◆ **YOUR OBJECTIVE**
Count the lines of the material below that contain the string "facade" and reply with the number alone.

# START OF THE INPUT

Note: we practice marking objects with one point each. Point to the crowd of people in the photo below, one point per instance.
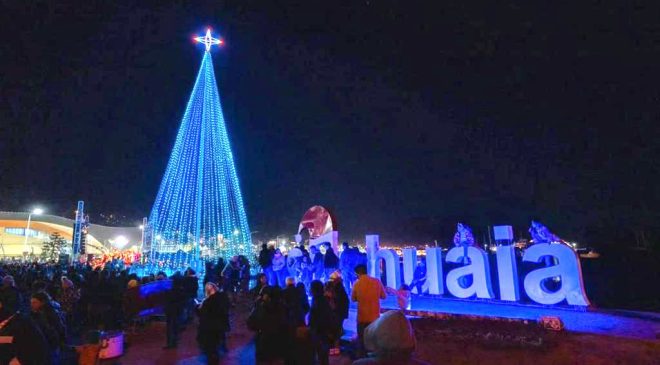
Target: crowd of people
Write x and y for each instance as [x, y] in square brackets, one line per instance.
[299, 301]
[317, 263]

# END OF THE INPUT
# START OF THE INPUT

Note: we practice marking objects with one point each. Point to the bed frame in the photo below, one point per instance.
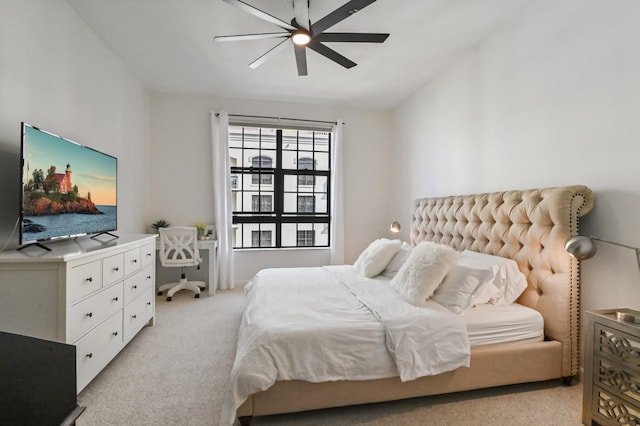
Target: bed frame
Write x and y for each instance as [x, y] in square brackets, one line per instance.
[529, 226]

# END OF THE INPUT
# START OF THE INPUT

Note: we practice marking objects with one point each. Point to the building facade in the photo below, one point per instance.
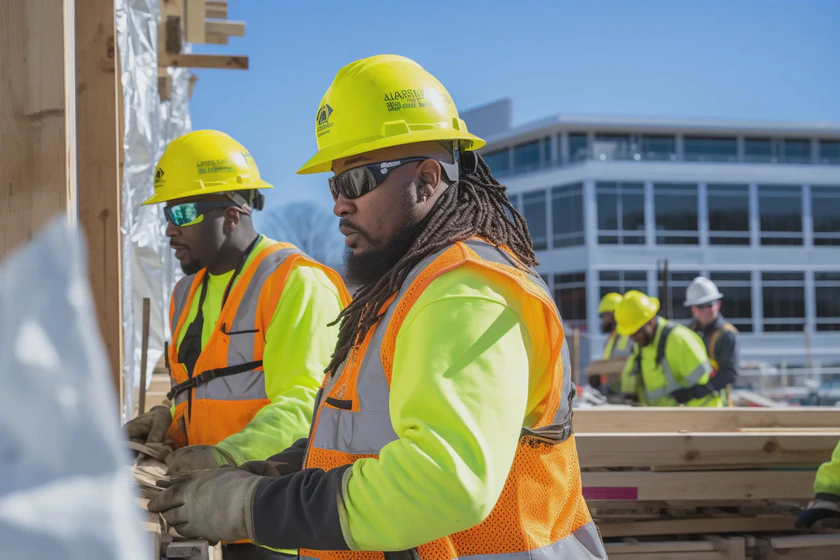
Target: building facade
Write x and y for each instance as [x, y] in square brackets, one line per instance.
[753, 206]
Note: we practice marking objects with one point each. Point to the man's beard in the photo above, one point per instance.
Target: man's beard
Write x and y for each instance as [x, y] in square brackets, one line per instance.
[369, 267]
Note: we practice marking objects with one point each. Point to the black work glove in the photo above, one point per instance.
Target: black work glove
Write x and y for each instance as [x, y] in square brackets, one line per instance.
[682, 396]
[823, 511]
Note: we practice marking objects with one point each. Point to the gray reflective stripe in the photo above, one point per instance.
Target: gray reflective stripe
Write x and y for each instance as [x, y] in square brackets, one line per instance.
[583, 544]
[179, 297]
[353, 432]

# END OF THE INPUT

◆ **TASK SOLUTION**
2